**Given task:** Reproduce each of the following items word for word, leaving nothing out.

**Records to process:**
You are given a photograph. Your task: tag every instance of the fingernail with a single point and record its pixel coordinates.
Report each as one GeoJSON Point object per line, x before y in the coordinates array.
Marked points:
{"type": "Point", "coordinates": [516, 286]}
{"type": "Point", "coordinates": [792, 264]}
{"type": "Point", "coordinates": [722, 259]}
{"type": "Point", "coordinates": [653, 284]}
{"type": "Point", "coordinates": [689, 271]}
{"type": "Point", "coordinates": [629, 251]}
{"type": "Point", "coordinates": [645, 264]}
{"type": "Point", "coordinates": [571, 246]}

**Output of the task:**
You are given a photograph. Your task: tag every instance of the fingernail with a single point and record its pixel coordinates.
Report each as one GeoJSON Point object per line, x before y in the coordinates array.
Marked points:
{"type": "Point", "coordinates": [516, 286]}
{"type": "Point", "coordinates": [792, 264]}
{"type": "Point", "coordinates": [722, 259]}
{"type": "Point", "coordinates": [653, 284]}
{"type": "Point", "coordinates": [689, 271]}
{"type": "Point", "coordinates": [629, 251]}
{"type": "Point", "coordinates": [645, 264]}
{"type": "Point", "coordinates": [571, 246]}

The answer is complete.